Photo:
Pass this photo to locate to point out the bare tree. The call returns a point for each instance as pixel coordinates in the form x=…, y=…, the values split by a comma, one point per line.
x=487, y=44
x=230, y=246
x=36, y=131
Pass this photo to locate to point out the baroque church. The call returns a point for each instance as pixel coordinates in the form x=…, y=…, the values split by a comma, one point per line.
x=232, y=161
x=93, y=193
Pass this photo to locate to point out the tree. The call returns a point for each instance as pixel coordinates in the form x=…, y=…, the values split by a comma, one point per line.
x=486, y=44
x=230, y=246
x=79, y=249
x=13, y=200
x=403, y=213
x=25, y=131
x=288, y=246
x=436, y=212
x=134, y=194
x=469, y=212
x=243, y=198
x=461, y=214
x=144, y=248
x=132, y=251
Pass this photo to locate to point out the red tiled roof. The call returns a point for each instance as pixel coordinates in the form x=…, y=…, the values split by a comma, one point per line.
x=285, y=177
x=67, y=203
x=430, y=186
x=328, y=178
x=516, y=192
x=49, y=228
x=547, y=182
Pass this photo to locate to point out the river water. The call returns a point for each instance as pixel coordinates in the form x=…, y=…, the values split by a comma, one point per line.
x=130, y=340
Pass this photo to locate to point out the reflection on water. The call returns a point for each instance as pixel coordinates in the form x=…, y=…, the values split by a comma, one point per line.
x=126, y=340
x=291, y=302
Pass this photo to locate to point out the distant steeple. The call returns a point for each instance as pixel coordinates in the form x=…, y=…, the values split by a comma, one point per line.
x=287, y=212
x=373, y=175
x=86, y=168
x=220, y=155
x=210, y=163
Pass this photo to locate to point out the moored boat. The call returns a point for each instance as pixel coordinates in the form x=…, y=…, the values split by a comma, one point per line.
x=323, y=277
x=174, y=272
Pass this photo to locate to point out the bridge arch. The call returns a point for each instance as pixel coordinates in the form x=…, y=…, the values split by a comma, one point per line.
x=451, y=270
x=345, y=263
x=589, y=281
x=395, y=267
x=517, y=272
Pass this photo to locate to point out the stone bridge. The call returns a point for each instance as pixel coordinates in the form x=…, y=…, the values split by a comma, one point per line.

* * *

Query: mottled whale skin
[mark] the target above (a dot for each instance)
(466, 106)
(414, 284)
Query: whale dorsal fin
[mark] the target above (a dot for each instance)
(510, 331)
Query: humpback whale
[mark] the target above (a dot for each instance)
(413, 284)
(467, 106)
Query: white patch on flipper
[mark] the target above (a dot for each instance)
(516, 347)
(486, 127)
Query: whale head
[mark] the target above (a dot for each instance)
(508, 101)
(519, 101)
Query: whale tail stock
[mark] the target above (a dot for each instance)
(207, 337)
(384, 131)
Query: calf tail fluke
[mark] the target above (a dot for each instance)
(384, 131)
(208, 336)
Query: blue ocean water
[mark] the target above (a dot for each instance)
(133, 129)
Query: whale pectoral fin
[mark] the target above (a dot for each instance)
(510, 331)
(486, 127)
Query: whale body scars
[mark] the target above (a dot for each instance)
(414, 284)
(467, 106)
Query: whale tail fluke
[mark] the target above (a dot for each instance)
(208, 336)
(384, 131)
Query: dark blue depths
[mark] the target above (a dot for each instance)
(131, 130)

Goal of the exercise -
Please count the lines in the entries above that contain the word "Query". Reply with the number alone.

Task result -
12